## START AVAILABLE DATA

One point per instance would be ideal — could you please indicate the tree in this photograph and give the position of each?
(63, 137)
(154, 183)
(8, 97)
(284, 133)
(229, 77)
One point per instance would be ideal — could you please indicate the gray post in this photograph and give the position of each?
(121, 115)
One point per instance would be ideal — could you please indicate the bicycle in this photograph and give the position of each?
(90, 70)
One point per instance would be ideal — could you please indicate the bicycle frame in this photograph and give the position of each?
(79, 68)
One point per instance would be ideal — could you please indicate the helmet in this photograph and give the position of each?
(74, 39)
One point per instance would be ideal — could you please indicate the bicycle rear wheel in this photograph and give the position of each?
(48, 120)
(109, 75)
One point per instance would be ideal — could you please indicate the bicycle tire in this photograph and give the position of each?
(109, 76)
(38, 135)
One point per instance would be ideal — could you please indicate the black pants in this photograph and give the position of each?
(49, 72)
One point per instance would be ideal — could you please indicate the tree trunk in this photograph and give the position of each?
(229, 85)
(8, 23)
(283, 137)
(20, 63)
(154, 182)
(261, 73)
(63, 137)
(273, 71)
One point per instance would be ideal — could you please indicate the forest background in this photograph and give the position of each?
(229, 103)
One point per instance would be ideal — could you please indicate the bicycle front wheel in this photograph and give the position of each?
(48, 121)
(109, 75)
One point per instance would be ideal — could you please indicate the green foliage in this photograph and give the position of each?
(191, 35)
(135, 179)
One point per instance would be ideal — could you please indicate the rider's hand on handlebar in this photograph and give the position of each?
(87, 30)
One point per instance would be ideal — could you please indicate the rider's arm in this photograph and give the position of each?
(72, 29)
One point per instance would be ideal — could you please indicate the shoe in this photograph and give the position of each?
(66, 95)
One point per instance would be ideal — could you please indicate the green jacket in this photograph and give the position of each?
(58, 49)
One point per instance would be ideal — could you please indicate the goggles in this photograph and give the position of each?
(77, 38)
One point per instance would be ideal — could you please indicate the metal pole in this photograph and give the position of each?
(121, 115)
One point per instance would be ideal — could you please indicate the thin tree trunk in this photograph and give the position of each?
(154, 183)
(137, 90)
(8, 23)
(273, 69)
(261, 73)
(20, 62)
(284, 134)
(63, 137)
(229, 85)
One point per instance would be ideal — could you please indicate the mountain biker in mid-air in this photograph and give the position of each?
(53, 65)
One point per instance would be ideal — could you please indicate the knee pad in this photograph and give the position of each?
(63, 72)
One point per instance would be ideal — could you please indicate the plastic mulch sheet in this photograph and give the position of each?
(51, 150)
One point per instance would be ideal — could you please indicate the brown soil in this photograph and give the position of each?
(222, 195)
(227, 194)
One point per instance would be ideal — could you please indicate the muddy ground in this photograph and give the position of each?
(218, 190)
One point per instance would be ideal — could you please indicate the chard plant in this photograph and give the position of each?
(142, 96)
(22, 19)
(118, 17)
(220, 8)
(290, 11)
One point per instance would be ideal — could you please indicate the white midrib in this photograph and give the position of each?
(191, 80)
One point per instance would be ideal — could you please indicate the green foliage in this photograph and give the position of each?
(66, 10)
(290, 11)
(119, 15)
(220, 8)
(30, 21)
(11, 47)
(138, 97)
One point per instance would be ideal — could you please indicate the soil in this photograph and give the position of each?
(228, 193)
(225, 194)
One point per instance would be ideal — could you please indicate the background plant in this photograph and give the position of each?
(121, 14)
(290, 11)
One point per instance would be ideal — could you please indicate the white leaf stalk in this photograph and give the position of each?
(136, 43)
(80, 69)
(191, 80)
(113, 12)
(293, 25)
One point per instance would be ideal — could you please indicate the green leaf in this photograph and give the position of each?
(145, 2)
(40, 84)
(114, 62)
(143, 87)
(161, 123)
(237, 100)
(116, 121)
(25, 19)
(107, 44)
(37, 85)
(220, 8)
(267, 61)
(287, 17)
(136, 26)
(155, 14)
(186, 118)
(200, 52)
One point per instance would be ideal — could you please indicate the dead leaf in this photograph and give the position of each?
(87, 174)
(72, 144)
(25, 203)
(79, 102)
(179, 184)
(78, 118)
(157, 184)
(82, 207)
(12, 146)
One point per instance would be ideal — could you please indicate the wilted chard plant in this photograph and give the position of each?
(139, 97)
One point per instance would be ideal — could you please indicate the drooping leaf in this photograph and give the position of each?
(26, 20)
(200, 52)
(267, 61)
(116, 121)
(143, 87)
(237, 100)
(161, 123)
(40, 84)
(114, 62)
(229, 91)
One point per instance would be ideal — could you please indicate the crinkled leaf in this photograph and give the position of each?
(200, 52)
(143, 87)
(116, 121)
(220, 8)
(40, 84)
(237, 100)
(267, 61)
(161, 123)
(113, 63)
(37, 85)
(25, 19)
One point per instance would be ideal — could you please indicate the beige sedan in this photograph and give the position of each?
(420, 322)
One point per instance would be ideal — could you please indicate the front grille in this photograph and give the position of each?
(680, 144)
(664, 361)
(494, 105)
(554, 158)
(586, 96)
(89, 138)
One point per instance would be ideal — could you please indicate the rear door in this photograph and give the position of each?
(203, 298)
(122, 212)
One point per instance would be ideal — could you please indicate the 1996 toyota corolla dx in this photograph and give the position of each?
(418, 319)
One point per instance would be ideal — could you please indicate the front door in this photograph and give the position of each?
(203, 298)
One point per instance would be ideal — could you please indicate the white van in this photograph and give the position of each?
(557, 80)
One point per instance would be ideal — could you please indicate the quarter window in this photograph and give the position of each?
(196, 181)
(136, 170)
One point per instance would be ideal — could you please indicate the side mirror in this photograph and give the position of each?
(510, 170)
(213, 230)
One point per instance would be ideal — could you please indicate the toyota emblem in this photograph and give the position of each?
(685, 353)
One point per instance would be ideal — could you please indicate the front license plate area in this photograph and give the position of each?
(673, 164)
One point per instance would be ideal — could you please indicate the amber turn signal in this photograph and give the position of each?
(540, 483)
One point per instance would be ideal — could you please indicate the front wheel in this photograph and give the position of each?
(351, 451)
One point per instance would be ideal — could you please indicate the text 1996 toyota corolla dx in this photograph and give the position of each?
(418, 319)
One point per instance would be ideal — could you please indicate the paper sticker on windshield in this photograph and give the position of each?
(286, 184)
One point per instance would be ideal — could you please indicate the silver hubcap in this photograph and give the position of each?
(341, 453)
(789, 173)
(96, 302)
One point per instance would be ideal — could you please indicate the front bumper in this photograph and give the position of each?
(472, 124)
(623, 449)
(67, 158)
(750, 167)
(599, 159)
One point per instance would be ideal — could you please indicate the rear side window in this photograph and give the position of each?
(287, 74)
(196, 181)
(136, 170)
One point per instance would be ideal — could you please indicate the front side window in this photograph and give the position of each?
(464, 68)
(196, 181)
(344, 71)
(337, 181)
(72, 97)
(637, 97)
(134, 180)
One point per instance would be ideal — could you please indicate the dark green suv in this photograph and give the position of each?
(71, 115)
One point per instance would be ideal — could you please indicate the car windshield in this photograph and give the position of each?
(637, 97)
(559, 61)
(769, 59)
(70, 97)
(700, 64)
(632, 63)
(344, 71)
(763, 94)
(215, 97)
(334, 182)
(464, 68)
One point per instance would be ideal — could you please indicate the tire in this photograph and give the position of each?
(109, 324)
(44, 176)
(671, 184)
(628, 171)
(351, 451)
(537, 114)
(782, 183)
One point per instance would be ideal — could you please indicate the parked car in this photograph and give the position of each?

## END AVAILABLE DATA

OBJECTIVE:
Render every line of the material above as a Markdown table with the columns Row and Material line, one line per row, numbered in order and skipping blank lines.

SOLVED EXERCISE:
| Row | Material line |
|---|---|
| 1 | One point per instance would be ideal — could you please indicate the tree in this photograph and give the position of each? |
| 2 | (63, 137) |
| 3 | (154, 183) |
| 4 | (8, 97) |
| 5 | (284, 133) |
| 6 | (229, 77) |
| 7 | One point per instance would be ideal — could you please indicate the gray post in this photograph and give the position of each? |
| 8 | (121, 115) |
| 9 | One point per instance would be ideal — could you please indicate the bicycle in this photograph and give the position of each? |
| 10 | (90, 70) |
| 11 | One point per instance would be ideal — could you please indicate the bicycle frame in this photograph and give the position of each? |
| 12 | (79, 68) |
| 13 | One point per instance would be ideal — could you please indicate the helmet in this photograph and give the position of each? |
| 14 | (74, 39) |
| 15 | One point per instance would be ideal — could you please indicate the bicycle rear wheel in this photograph and give the position of each? |
| 16 | (48, 120) |
| 17 | (109, 75) |
| 18 | One point per instance would be ideal — could you please indicate the bicycle tire in this photograph and give the position of each? |
| 19 | (109, 76) |
| 20 | (38, 135) |
| 21 | One point per instance would be ideal — could you please indicate the black pants in this photograph and give the position of each? |
| 22 | (49, 72) |
| 23 | One point per instance would be ideal — could you please indicate the tree trunk in this photograph and give the position of each? |
| 24 | (229, 85) |
| 25 | (8, 23) |
| 26 | (283, 137) |
| 27 | (20, 63) |
| 28 | (154, 182) |
| 29 | (261, 73) |
| 30 | (63, 137) |
| 31 | (273, 71) |
| 32 | One point per instance would be ideal — could you please indicate the forest background in this photograph and give the position of each? |
| 33 | (229, 103) |
| 34 | One point per instance would be ideal — could you please indicate the bicycle front wheel in this photograph and give the position of each? |
| 35 | (48, 121) |
| 36 | (109, 75) |
| 37 | One point per instance would be ideal — could you please indicate the green foliage in this photograph and give the position of each? |
| 38 | (191, 35) |
| 39 | (135, 179) |
| 40 | One point per instance would be ideal — could you please indicate the rider's hand on handlebar in this photograph and give the position of each? |
| 41 | (87, 30) |
| 42 | One point per instance would be ideal — could you please indicate the rider's arm in this photograph and give the position of each? |
| 43 | (72, 29) |
| 44 | One point per instance would be ideal — could you please indicate the shoe in this photograph and give the position of each? |
| 45 | (66, 95) |
| 46 | One point per instance would be ideal — could you please indicate the green jacket in this photograph and give the position of each? |
| 47 | (58, 49) |
| 48 | One point per instance would be ideal — could you please indicate the goggles in this photograph and give the position of each? |
| 49 | (77, 38) |
| 50 | One point per instance would be ideal — could you please indicate the metal pole in this photograph and give the position of each? |
| 51 | (121, 115) |
| 52 | One point per instance would be ideal — could you please indicate the thin tree trunk in this photograph and give the position of each? |
| 53 | (154, 183) |
| 54 | (137, 90) |
| 55 | (8, 23) |
| 56 | (273, 69) |
| 57 | (261, 73) |
| 58 | (20, 62) |
| 59 | (284, 134) |
| 60 | (63, 137) |
| 61 | (229, 85) |
| 62 | One point per instance would be ideal — could you please indicate the mountain biker in mid-air in this photograph and give the position of each? |
| 63 | (53, 65) |
| 64 | One point per instance would be ideal — could you please indicate the knee pad in this photograph and give the position of each? |
| 65 | (63, 72) |
| 66 | One point per instance would be ideal — could you please indicate the plastic mulch sheet in this photograph and give the position of each? |
| 67 | (51, 150) |
| 68 | One point per instance would be ideal — could you please indicate the brown soil in this photograph and give the position of each? |
| 69 | (222, 195) |
| 70 | (227, 194) |
| 71 | One point per instance would be ideal — could you please indicate the muddy ground in this photograph and give the position of each? |
| 72 | (218, 190) |
| 73 | One point per instance would be ideal — could you please indicate the chard plant in this photograph and give the position of each? |
| 74 | (142, 96) |
| 75 | (22, 19) |
| 76 | (118, 17) |
| 77 | (220, 8) |
| 78 | (290, 11) |
| 79 | One point per instance would be ideal — could you please indicate the white midrib in this photograph and give the position of each? |
| 80 | (191, 80) |
| 81 | One point per instance would be ideal — could you please indicate the green foliage in this photograph and give the position of each? |
| 82 | (66, 10) |
| 83 | (290, 11) |
| 84 | (119, 15) |
| 85 | (220, 8) |
| 86 | (30, 21) |
| 87 | (11, 47) |
| 88 | (138, 97) |
| 89 | One point per instance would be ideal — could you please indicate the soil in this photograph and give the position of each? |
| 90 | (228, 193) |
| 91 | (225, 194) |
| 92 | One point per instance would be ideal — could you please indicate the background plant in this photograph and give the position of each? |
| 93 | (121, 14) |
| 94 | (290, 11) |
| 95 | One point per instance would be ideal — could you please indicate the white leaf stalk in this photograph and give the position of each? |
| 96 | (136, 43) |
| 97 | (80, 69) |
| 98 | (191, 80) |
| 99 | (113, 12) |
| 100 | (293, 25) |
| 101 | One point per instance would be ideal — could you please indicate the green leaf in this photograph and give the position of each? |
| 102 | (145, 2) |
| 103 | (40, 84) |
| 104 | (114, 62) |
| 105 | (143, 87) |
| 106 | (161, 123) |
| 107 | (237, 100) |
| 108 | (116, 121) |
| 109 | (25, 19) |
| 110 | (107, 44) |
| 111 | (37, 85) |
| 112 | (220, 8) |
| 113 | (267, 61) |
| 114 | (287, 17) |
| 115 | (136, 26) |
| 116 | (155, 14) |
| 117 | (186, 118) |
| 118 | (200, 52) |
| 119 | One point per instance would be ideal — could you please indicate the dead leaf in this photograph and give the position of each? |
| 120 | (87, 174) |
| 121 | (72, 144) |
| 122 | (25, 203) |
| 123 | (79, 102) |
| 124 | (179, 184) |
| 125 | (78, 118) |
| 126 | (157, 184) |
| 127 | (82, 207) |
| 128 | (12, 146) |
| 129 | One point per instance would be ideal — could you please indicate the wilted chard plant in this photograph and give the position of each? |
| 130 | (139, 97) |
| 131 | One point per instance would be ideal — could you please indicate the drooping leaf in this photograph and give the position of each? |
| 132 | (26, 20) |
| 133 | (200, 52) |
| 134 | (267, 61) |
| 135 | (116, 121) |
| 136 | (143, 87) |
| 137 | (237, 100) |
| 138 | (161, 123) |
| 139 | (40, 84) |
| 140 | (114, 62) |
| 141 | (229, 91) |
| 142 | One point per instance would be ideal — could you please indicate the crinkled leaf in this photograph and give the position of each? |
| 143 | (200, 52) |
| 144 | (143, 87) |
| 145 | (116, 121) |
| 146 | (220, 8) |
| 147 | (40, 84) |
| 148 | (237, 100) |
| 149 | (267, 61) |
| 150 | (161, 123) |
| 151 | (113, 63) |
| 152 | (37, 85) |
| 153 | (25, 19) |
| 154 | One point per instance would be ideal — could you please indicate the beige sedan in this photograph and give the position of each? |
| 155 | (420, 322) |
| 156 | One point per instance would be ideal — could you please indicate the front grille in this photograph and give the position of each? |
| 157 | (680, 144) |
| 158 | (664, 361) |
| 159 | (494, 105) |
| 160 | (554, 158) |
| 161 | (586, 96) |
| 162 | (89, 138) |
| 163 | One point per instance would be ideal — could you please indicate the rear door in this photograph and give the position of each? |
| 164 | (203, 298) |
| 165 | (122, 212) |
| 166 | One point per instance would be ideal — could you please indicate the 1996 toyota corolla dx in this photograph and give the position of each? |
| 167 | (418, 319) |
| 168 | One point per instance would be ideal — could you please indicate the front door in this photograph and give the position of each? |
| 169 | (203, 298) |
| 170 | One point per instance would be ideal — could you please indicate the white van in this photograph and give the position of each? |
| 171 | (557, 80) |
| 172 | One point per instance would be ideal — could you please indicate the quarter window in this photograph and give the position of each? |
| 173 | (196, 181) |
| 174 | (136, 170) |
| 175 | One point per instance would be ideal — could you please indicate the side mirror in this photograph and give the position of each? |
| 176 | (510, 170) |
| 177 | (213, 230) |
| 178 | One point per instance would be ideal — could you please indicate the toyota emblem in this photograph and give the position of each? |
| 179 | (685, 353) |
| 180 | One point per instance would be ideal — could you please indicate the front license plate area in this photograph and give the position of each? |
| 181 | (673, 164) |
| 182 | One point per instance would be ideal — could you please indicate the amber turn signal in this photograph and give the position of each? |
| 183 | (540, 483) |
| 184 | One point per instance would be ideal — could you please indicate the front wheel in this photograph and give the position of each? |
| 185 | (351, 451) |
| 186 | One point per instance would be ideal — could you please indicate the text 1996 toyota corolla dx in this photograph and give the position of each? |
| 187 | (418, 319) |
| 188 | One point per instance would be ideal — could you please indicate the paper sticker on windshield in this photograph and give the position of each? |
| 189 | (286, 184) |
| 190 | One point per instance would be ideal — could you please indicate the silver hubcap in this photograph and give the position of each? |
| 191 | (341, 453) |
| 192 | (789, 173) |
| 193 | (96, 302) |
| 194 | One point per instance would be ideal — could you please indicate the front bumper in this photograph and give the position of each? |
| 195 | (472, 124) |
| 196 | (623, 449) |
| 197 | (67, 158) |
| 198 | (750, 167) |
| 199 | (599, 159) |
| 200 | One point per instance would be ideal — could you please indicate the rear side window in this photograph and give the position of each? |
| 201 | (287, 74) |
| 202 | (196, 181) |
| 203 | (136, 170) |
| 204 | One point per instance would be ideal — could you please indicate the front side window in this photograph and give the position of each? |
| 205 | (464, 68) |
| 206 | (196, 181) |
| 207 | (344, 71) |
| 208 | (337, 181) |
| 209 | (72, 97) |
| 210 | (637, 97) |
| 211 | (134, 180) |
| 212 | One point per instance would be ideal — could you please indicate the dark green suv in this photograph and give the position of each? |
| 213 | (71, 115) |
| 214 | One point per instance would be ideal — could you please indicate the car windshield in this photograph and give the position of each? |
| 215 | (637, 97) |
| 216 | (559, 61) |
| 217 | (769, 59) |
| 218 | (70, 97) |
| 219 | (700, 64) |
| 220 | (632, 63) |
| 221 | (344, 71) |
| 222 | (763, 94) |
| 223 | (215, 97) |
| 224 | (334, 182) |
| 225 | (464, 68) |
| 226 | One point per instance would be ideal — could you please indicate the tire in this photograph and give the position of each? |
| 227 | (109, 324) |
| 228 | (44, 176) |
| 229 | (671, 184) |
| 230 | (628, 171) |
| 231 | (351, 451) |
| 232 | (537, 114) |
| 233 | (782, 183) |
| 234 | One point per instance would be ideal — could you please indicate the parked car in this photograph and give the position of each? |